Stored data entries
-.-.-

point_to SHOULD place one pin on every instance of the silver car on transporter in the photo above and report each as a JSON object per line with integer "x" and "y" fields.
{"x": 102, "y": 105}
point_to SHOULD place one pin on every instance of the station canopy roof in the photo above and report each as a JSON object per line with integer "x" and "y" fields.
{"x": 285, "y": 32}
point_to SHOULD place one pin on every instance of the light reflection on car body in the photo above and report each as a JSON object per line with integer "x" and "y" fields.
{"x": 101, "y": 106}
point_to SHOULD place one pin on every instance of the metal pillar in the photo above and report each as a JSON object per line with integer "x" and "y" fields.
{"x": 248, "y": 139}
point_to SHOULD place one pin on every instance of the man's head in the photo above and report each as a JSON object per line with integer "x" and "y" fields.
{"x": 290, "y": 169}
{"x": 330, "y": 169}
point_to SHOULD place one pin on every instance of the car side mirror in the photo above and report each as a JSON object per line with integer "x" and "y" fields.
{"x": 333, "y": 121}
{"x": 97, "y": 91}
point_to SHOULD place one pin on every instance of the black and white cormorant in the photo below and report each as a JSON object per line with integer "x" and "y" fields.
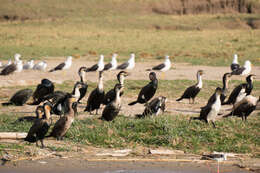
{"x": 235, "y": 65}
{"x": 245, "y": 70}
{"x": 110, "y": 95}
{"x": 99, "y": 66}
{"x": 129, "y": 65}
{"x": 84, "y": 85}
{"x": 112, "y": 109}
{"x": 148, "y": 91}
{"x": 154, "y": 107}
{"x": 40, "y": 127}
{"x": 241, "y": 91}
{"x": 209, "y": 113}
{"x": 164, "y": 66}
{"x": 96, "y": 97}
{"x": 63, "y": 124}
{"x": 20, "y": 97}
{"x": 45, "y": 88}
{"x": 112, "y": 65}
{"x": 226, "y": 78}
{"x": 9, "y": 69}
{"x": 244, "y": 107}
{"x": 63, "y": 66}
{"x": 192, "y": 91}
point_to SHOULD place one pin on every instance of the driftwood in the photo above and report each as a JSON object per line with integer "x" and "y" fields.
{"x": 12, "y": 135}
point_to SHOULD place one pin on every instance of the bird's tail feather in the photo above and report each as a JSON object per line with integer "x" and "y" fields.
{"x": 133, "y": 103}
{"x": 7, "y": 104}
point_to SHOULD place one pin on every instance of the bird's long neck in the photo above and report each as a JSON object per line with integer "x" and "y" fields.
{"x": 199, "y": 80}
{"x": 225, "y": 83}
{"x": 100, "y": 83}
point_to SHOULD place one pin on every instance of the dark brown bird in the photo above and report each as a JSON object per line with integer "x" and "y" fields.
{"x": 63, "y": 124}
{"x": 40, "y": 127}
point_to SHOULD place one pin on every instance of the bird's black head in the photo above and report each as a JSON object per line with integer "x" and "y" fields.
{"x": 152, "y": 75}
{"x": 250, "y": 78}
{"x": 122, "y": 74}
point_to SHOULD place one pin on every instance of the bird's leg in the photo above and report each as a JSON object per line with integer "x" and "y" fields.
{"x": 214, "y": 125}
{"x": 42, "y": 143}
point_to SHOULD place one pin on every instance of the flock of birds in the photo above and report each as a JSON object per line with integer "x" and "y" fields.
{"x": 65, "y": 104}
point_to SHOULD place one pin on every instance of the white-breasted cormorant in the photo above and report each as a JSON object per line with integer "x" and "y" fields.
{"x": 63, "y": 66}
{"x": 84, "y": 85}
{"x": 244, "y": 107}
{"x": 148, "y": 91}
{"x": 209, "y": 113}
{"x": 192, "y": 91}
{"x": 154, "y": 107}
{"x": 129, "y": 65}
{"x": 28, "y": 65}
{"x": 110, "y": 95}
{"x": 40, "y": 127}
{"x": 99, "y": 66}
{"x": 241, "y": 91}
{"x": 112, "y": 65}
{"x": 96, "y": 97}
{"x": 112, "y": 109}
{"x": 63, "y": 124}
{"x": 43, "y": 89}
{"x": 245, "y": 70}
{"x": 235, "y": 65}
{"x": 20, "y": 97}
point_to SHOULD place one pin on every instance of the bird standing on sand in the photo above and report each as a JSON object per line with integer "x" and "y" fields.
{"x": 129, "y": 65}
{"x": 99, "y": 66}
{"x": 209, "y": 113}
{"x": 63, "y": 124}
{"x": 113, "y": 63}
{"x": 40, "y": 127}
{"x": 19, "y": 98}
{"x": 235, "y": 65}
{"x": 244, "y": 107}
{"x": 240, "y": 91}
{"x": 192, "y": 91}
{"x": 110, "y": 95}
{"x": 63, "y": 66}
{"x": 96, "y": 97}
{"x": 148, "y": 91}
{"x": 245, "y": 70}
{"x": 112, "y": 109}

-.-.-

Everything from the line that contains "the bird's leg" through the end of the records must be duplicated exactly, and nothing outside that range.

### Exercise solution
point_to SHOULD place one pin on every instance of the bird's leg in the photo above and report each as a JSON object per line with integer "x" and "y" fields.
{"x": 214, "y": 125}
{"x": 42, "y": 143}
point_to SHOULD place one pin on every instance of the flock of birds in the photo above and report each as a JSON object per line with integer "x" and "y" fields.
{"x": 65, "y": 104}
point_to SHOULD place one pin on every instance of the white-breasted cormorant in the photo above and report each as a JSON object per line with integer "x" and "y" fields.
{"x": 63, "y": 66}
{"x": 84, "y": 85}
{"x": 244, "y": 107}
{"x": 148, "y": 91}
{"x": 209, "y": 113}
{"x": 192, "y": 91}
{"x": 154, "y": 107}
{"x": 129, "y": 65}
{"x": 28, "y": 65}
{"x": 110, "y": 95}
{"x": 40, "y": 127}
{"x": 99, "y": 66}
{"x": 241, "y": 91}
{"x": 112, "y": 65}
{"x": 96, "y": 97}
{"x": 112, "y": 109}
{"x": 63, "y": 124}
{"x": 43, "y": 89}
{"x": 245, "y": 70}
{"x": 235, "y": 65}
{"x": 20, "y": 97}
point_to SHOULD place one pin on every instance of the bird standing on sand in the photo above and report each as a JSON object per line with integer "x" and "y" fields.
{"x": 129, "y": 65}
{"x": 99, "y": 66}
{"x": 209, "y": 113}
{"x": 63, "y": 124}
{"x": 113, "y": 63}
{"x": 40, "y": 127}
{"x": 19, "y": 98}
{"x": 235, "y": 65}
{"x": 244, "y": 107}
{"x": 240, "y": 91}
{"x": 192, "y": 91}
{"x": 110, "y": 95}
{"x": 63, "y": 66}
{"x": 96, "y": 97}
{"x": 148, "y": 91}
{"x": 245, "y": 70}
{"x": 112, "y": 109}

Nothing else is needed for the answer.